Photo object pointing data:
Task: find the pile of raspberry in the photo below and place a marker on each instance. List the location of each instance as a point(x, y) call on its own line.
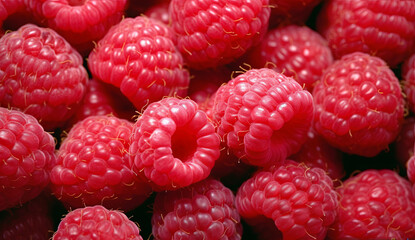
point(207, 119)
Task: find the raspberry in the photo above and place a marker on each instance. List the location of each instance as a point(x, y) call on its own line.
point(359, 105)
point(139, 56)
point(204, 83)
point(301, 201)
point(103, 99)
point(385, 29)
point(173, 144)
point(205, 210)
point(404, 143)
point(93, 166)
point(160, 12)
point(80, 22)
point(41, 74)
point(408, 74)
point(295, 51)
point(212, 33)
point(27, 153)
point(410, 167)
point(262, 116)
point(375, 204)
point(316, 152)
point(33, 220)
point(97, 222)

_Required work_
Retype every line of the data above word for word, leaving out the pictures.

_Correct result_
Task: find the pile of raspberry in the photo below and place a marker on each instance. List the location of each instance as a point(x, y) call on its own line.
point(207, 119)
Task: find the raspberry in the photo above and place a marker on each instance. List the location of each instance as a point(x, y) call on its own line.
point(359, 105)
point(139, 56)
point(204, 83)
point(301, 201)
point(103, 99)
point(385, 29)
point(173, 144)
point(205, 210)
point(404, 143)
point(93, 166)
point(160, 12)
point(80, 22)
point(41, 74)
point(408, 74)
point(295, 51)
point(212, 33)
point(27, 153)
point(410, 167)
point(262, 116)
point(375, 204)
point(316, 152)
point(33, 220)
point(97, 222)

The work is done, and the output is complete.